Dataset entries
---

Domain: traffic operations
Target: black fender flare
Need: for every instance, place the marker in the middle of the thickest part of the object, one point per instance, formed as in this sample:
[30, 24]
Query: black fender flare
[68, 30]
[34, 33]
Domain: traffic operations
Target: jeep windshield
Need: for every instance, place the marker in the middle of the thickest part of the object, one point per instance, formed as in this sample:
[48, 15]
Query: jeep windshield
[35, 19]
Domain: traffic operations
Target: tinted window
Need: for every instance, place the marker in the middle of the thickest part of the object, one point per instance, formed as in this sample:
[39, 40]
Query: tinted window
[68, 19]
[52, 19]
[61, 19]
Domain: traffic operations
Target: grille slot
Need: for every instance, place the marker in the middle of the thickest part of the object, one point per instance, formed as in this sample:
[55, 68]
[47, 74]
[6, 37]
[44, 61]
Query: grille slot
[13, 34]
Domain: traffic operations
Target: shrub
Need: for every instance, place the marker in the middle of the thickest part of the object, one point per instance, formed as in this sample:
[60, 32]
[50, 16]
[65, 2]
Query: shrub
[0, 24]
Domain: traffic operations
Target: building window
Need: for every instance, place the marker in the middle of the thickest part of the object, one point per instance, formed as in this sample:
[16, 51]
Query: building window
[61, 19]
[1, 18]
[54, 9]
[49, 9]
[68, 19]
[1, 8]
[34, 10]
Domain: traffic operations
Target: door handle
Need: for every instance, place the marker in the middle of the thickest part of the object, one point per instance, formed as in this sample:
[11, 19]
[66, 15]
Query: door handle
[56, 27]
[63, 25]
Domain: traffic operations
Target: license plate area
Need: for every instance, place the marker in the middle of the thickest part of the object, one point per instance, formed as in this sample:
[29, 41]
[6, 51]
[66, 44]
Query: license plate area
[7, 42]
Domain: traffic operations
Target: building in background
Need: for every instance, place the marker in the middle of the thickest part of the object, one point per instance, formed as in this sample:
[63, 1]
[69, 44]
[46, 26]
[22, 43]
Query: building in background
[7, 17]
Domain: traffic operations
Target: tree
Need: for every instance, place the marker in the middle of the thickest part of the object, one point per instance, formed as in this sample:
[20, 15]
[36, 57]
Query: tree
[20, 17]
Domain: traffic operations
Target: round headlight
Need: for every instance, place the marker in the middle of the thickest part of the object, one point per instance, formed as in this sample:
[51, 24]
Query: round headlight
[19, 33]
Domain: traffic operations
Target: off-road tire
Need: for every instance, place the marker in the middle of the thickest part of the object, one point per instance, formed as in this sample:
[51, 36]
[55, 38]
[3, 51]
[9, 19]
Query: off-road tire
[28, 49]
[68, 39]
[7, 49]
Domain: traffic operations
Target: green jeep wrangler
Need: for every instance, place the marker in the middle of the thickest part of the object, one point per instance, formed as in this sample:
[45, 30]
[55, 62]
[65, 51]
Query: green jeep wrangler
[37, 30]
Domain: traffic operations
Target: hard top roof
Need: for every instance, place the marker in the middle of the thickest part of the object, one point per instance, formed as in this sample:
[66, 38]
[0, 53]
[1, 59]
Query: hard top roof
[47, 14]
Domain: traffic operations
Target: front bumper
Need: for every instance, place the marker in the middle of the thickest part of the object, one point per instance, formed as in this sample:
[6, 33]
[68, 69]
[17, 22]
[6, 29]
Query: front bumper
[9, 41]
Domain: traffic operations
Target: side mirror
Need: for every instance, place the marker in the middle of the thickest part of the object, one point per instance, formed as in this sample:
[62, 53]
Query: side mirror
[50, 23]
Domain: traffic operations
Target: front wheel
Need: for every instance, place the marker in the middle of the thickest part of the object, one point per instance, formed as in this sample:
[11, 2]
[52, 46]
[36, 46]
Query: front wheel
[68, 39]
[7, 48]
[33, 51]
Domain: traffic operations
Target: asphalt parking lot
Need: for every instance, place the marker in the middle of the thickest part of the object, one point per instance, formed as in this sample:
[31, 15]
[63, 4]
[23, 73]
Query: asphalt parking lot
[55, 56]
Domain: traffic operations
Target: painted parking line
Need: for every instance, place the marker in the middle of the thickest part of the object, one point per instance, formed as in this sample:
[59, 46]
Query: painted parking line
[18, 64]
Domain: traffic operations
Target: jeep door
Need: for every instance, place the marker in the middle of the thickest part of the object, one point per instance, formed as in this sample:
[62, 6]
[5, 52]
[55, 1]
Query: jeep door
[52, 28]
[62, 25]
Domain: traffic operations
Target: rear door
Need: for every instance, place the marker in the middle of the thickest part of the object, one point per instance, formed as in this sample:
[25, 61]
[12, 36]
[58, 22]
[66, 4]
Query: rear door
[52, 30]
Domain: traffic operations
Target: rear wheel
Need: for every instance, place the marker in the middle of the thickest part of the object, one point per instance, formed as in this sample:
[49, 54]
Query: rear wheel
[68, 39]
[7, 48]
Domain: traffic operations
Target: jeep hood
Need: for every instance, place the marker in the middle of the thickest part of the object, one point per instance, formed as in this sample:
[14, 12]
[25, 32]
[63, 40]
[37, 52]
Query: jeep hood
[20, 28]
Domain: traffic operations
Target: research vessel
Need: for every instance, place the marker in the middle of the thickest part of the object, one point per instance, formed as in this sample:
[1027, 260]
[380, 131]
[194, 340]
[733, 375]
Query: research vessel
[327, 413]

---

**TASK BRIEF**: All lines from the one holding "[1027, 260]" through the end of the entries need to be given again exactly. Leave out the others.

**TASK ANSWER**:
[1027, 260]
[380, 131]
[194, 340]
[733, 375]
Query: research vessel
[327, 413]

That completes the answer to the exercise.